# [Problem to solve]
Write out each entry, exactly the way it appears.

# [Extracted material]

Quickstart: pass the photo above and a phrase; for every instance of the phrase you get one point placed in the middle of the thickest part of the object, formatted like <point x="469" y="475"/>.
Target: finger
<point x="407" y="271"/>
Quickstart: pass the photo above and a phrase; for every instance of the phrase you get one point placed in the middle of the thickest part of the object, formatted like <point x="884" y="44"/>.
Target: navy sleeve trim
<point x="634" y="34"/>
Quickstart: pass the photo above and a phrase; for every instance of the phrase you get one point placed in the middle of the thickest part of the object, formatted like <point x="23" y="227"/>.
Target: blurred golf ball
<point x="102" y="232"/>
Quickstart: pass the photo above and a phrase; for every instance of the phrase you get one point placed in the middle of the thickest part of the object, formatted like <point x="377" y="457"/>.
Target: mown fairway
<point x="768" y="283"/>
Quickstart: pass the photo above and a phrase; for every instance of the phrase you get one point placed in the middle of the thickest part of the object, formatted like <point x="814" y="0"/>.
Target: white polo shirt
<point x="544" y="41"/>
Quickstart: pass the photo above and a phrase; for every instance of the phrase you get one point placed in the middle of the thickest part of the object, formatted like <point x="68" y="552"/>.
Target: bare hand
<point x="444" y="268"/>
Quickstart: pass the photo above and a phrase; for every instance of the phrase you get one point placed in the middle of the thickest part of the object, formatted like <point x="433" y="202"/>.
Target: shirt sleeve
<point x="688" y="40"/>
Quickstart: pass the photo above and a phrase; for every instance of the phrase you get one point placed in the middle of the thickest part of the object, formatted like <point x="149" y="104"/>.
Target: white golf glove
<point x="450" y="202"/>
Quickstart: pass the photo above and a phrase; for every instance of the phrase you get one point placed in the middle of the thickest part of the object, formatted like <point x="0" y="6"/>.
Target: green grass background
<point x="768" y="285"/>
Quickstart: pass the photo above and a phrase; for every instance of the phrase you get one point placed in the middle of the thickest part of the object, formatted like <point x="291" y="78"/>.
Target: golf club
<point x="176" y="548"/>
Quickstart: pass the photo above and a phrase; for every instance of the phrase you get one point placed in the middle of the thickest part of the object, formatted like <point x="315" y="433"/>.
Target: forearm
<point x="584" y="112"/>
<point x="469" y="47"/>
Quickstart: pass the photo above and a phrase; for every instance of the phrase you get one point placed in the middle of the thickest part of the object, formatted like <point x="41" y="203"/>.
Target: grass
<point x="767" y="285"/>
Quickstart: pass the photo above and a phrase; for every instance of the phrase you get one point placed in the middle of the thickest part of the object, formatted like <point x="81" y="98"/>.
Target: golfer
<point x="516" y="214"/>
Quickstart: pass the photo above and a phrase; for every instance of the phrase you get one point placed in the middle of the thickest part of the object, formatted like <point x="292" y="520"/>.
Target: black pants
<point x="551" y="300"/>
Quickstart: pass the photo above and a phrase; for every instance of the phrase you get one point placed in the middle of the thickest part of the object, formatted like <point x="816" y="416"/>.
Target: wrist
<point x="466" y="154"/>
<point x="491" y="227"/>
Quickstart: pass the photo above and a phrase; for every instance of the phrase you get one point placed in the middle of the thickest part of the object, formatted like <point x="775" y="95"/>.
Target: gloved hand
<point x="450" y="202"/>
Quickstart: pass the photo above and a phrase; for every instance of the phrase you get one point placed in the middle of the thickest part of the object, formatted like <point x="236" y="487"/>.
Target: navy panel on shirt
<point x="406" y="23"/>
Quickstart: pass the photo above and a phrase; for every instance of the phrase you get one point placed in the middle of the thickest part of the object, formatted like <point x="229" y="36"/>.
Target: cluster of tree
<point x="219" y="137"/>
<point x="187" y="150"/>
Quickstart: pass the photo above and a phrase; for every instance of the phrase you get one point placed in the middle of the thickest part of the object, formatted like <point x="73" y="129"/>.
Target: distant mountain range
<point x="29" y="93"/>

# [Problem solution]
Quickstart: pass the photo above and a phrase; for every instance of the phrase you get one point placed in the middle of the thickest part of the object, formatted like <point x="469" y="475"/>.
Target: finger
<point x="407" y="271"/>
Quickstart: pass the photo above and a phrase; for every instance of the phrase you get one point placed in the middle of the thickest part of the object, formatted like <point x="884" y="44"/>.
Target: navy sleeve trim
<point x="634" y="34"/>
Quickstart: pass the photo above and a phrase; for every instance of the phrase you get one point placed in the middle of the thickest part of the object, formatted like <point x="23" y="227"/>.
Target: blurred golf ball
<point x="102" y="232"/>
Quickstart: pass the photo above and a phrase; for every instance of the phrase you get one point placed in the middle of the thickest part of the object, formatted like <point x="377" y="457"/>.
Target: mown fairway
<point x="768" y="283"/>
Quickstart: pass the photo above and a phrase; for every instance of the phrase you get one point placed in the middle of the thickest part of the object, formatted like <point x="814" y="0"/>.
Target: white polo shirt
<point x="544" y="41"/>
Quickstart: pass the photo above and a phrase; for every instance of the phrase you get one point placed in the middle of the thickest part of the object, formatted like <point x="68" y="552"/>.
Target: bare hand
<point x="444" y="268"/>
Quickstart: pass the photo above and a phrase; for every instance of the phrase you get one point placed in the middle of the thickest part of the object, formatted like <point x="433" y="202"/>.
Target: shirt sleeve
<point x="688" y="40"/>
Quickstart: pass the photo above and a phrase; for every instance of the phrase you get one point placed in the middle of the thickest part of the object, formatted like <point x="149" y="104"/>.
Target: white golf glove
<point x="450" y="202"/>
Quickstart: pass the photo above and a phrase; for every instance of the phrase you get one point placed in the middle of the thickest part of the object, formatted like <point x="0" y="6"/>.
Target: green grass background
<point x="768" y="285"/>
Quickstart: pass the photo above and a phrase; for every instance of the phrase you get one point placed in the middle of the thickest part of the object, formatted like <point x="291" y="78"/>.
Target: golf club
<point x="176" y="548"/>
Quickstart: pass the photo above and a phrase; for every instance of the phrase you get one point placed in the middle of the thickest part of the object, formatted like <point x="315" y="433"/>.
Target: forearm
<point x="584" y="112"/>
<point x="469" y="47"/>
Quickstart: pass the photo above and a phrase; for every instance of the phrase you get one point placed in the middle of the thickest part of the object, formatted like <point x="41" y="203"/>.
Target: grass
<point x="767" y="285"/>
Quickstart: pass the photo above and a phrase; for every instance of the phrase you get one point placed in the middle of the thickest part of the object, formatted like <point x="81" y="98"/>.
Target: golfer
<point x="516" y="214"/>
Quickstart: pass the photo above and a phrase; for every instance of the phrase you get one point placed in the middle of the thickest part of the object, formatted like <point x="292" y="520"/>.
Target: black pants
<point x="551" y="300"/>
Quickstart: pass the photo above and a phrase; for every instance of the phrase you get one point placed in the middle of the thickest part of the object, formatted like <point x="816" y="416"/>.
Target: wrist
<point x="466" y="154"/>
<point x="491" y="227"/>
Quickstart: pass the photo above and a phrase; for every instance of the phrase you get one point placed in the middle of the thickest part of the object, formatted like <point x="775" y="95"/>.
Target: gloved hand
<point x="450" y="202"/>
Quickstart: pass the photo above and a phrase; for every instance of the phrase you get one point placed in the middle of the thickest part of the object, formatted like <point x="236" y="487"/>.
Target: navy panel on shirt
<point x="406" y="23"/>
Quickstart: pass the photo above and a phrase; for every instance of the phrase you get one point placed in the middle of the thickest part of the object, formatted like <point x="229" y="36"/>.
Target: cluster of tree
<point x="219" y="137"/>
<point x="187" y="150"/>
Quickstart: pass the photo above and a phrase; for every instance of the phrase you get one point placed in the middle of the thickest part of the object, formatted like <point x="73" y="129"/>.
Target: distant mountain range
<point x="29" y="93"/>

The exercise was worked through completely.